WHAT IS NEEDED:
Reproduce the credit agreement text verbatim from "SECTION 2.06. Termination" up to and including "the Maturity Date.".

DOCUMENT TEXT:
------------
SECTION 2.06. Termination of Commitments. Unless previously terminated, the Commitment of each Lender shall automatically terminate immediately after the making of the Loan by such Lender on the Closing Date.
 
SECTION 2.07. Repayment of Loans; Amortization of Term Loans; Evidence of Debt. (a)The Company hereby unconditionally promises to pay to the Administrative Agent for the account of each Lender the then unpaid principal amount of each Loan of such Lender on the Maturity Date.
 
(b)  The Company shall repay Borrowings on the first Business Day after the last day of each December, March, June and September, beginning with the first such Business Day to occur after June 30, 2020 and ending with the last such day to occur prior to the Maturity Date, in an aggregate principal amount for each such date equal to 1.25% of the sum of the aggregate principal amount of the Loans made on the Closing Date (as such amounts may be adjusted pursuant to paragraph (c) of this Section).
------------
DATA:
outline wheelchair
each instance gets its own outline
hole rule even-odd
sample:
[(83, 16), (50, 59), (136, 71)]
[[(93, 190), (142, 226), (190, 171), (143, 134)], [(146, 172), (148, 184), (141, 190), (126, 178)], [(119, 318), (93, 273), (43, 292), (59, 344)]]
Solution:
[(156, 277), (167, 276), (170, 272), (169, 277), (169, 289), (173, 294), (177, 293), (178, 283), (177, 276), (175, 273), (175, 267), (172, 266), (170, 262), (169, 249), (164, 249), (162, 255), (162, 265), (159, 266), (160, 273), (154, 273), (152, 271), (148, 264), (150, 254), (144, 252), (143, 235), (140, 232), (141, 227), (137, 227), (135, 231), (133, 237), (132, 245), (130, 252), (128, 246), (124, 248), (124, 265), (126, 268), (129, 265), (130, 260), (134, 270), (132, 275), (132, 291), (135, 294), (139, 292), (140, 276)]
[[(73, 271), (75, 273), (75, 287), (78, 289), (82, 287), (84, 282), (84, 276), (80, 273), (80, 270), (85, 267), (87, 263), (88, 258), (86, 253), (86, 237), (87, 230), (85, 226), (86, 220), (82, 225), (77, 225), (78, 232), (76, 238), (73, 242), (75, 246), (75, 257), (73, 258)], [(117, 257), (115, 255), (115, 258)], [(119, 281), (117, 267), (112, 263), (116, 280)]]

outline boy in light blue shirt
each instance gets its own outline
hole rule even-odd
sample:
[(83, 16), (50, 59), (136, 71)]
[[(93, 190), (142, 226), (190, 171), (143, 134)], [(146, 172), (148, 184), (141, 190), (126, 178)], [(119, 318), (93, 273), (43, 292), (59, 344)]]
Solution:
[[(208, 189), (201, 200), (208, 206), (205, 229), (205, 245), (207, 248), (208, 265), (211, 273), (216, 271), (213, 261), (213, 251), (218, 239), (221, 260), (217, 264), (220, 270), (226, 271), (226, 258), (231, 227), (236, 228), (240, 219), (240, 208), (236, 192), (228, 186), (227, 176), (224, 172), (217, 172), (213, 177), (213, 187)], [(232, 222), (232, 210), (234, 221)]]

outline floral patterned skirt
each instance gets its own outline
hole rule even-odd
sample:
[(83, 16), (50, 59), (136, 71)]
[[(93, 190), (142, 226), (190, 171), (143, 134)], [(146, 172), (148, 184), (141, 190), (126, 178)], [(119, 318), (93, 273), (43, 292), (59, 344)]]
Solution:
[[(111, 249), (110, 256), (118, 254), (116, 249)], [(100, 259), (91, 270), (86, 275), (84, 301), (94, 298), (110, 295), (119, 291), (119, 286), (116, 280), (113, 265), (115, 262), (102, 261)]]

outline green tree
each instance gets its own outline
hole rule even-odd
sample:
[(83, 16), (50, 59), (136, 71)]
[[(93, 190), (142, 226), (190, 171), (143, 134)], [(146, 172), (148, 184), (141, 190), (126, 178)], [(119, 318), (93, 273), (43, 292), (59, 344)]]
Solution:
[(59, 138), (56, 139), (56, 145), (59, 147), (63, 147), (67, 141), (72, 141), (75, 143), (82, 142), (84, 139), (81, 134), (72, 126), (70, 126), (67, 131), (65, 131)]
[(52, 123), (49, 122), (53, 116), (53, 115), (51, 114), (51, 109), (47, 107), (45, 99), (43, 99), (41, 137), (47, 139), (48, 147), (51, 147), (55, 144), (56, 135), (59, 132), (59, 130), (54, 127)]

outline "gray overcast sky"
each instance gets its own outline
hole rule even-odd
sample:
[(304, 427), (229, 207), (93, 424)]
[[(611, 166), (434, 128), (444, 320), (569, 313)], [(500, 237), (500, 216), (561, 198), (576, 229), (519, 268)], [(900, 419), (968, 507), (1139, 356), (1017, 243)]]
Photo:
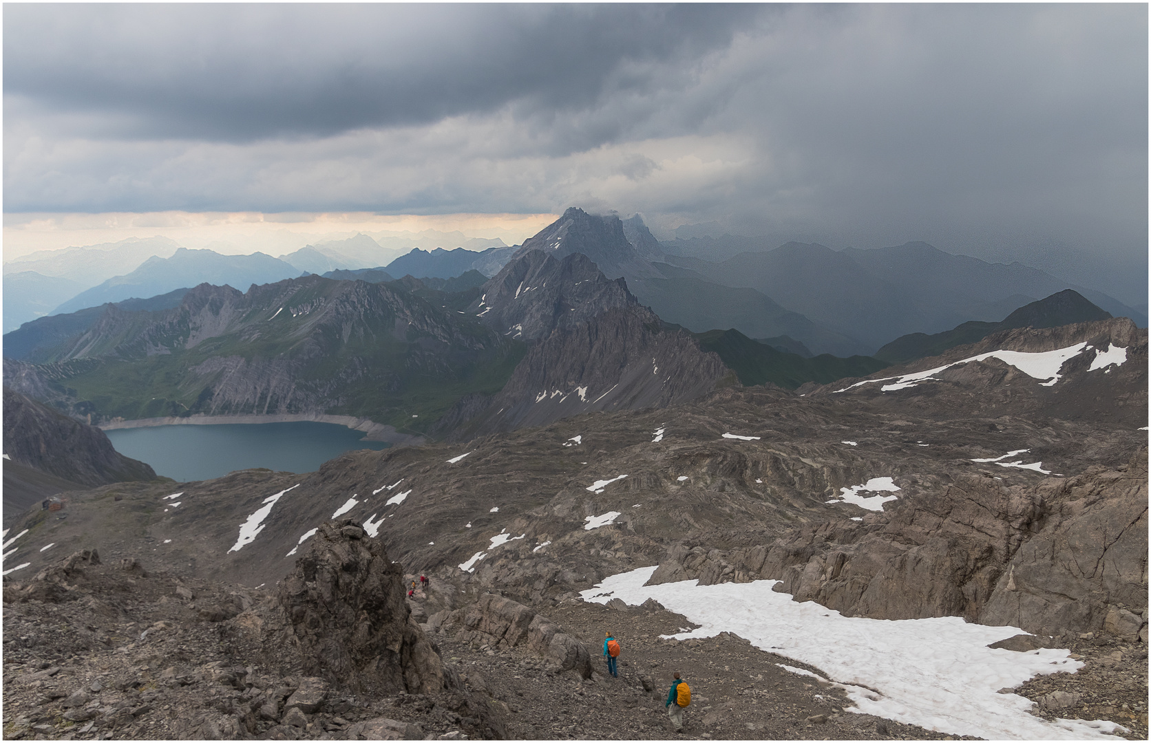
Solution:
------------
OUTPUT FOR THIS EXERCISE:
SECTION 2.06. Termination of Commitments. Unless previously terminated, the Commitment of each Lender shall automatically terminate immediately after the making of the Loan by such Lender on the Closing Date.
 
SECTION 2.07. Repayment of Loans; Amortization of Term Loans; Evidence of Debt. (a)The Company hereby unconditionally promises to pay to the Administrative Agent for the account of each Lender the then unpaid principal amount of each Loan of such Lender on the Maturity Date.